## Task to carry out
Please put the items below into a numbered list with one line per number, and leave out any blank lines.

----------------------------------------

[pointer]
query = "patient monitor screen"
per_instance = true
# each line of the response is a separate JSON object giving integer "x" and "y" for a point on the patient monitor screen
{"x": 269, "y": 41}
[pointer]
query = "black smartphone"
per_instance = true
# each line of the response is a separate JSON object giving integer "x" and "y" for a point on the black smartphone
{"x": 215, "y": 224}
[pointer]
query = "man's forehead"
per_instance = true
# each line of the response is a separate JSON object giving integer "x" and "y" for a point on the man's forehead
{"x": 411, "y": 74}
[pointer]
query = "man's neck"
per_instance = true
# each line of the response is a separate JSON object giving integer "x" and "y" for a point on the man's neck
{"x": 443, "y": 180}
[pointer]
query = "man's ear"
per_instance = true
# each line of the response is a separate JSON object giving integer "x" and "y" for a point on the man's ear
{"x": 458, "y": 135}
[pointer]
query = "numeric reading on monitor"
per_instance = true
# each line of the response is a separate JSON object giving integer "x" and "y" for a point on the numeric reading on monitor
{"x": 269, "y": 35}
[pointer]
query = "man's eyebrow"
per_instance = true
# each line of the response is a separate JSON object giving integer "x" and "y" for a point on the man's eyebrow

----------------------------------------

## Response below
1. [pointer]
2. query = "patient monitor screen"
3. per_instance = true
4. # each line of the response is a separate JSON object giving integer "x" and "y" for a point on the patient monitor screen
5. {"x": 269, "y": 41}
6. [pointer]
7. query = "black smartphone"
8. per_instance = true
9. # each line of the response is a separate JSON object giving integer "x" and "y" for a point on the black smartphone
10. {"x": 215, "y": 224}
11. [pointer]
12. query = "man's forehead"
13. per_instance = true
14. # each line of the response is a separate JSON object giving integer "x" and "y" for a point on the man's forehead
15. {"x": 411, "y": 74}
16. [pointer]
17. query = "man's neck"
18. per_instance = true
19. # each line of the response is a separate JSON object giving integer "x" and "y" for a point on the man's neck
20. {"x": 443, "y": 180}
21. [pointer]
22. query = "man's ear"
23. per_instance = true
24. # each line of the response is a separate JSON object giving integer "x" and "y" for a point on the man's ear
25. {"x": 458, "y": 135}
26. [pointer]
27. query = "numeric reading on monitor"
28. per_instance = true
29. # each line of the response is a separate JSON object giving integer "x" and "y" for a point on the numeric reading on monitor
30. {"x": 269, "y": 35}
31. [pointer]
32. query = "man's eyebrow"
33. per_instance = true
34. # each line of the response is a separate JSON object giving integer "x" and "y" for a point on the man's eyebrow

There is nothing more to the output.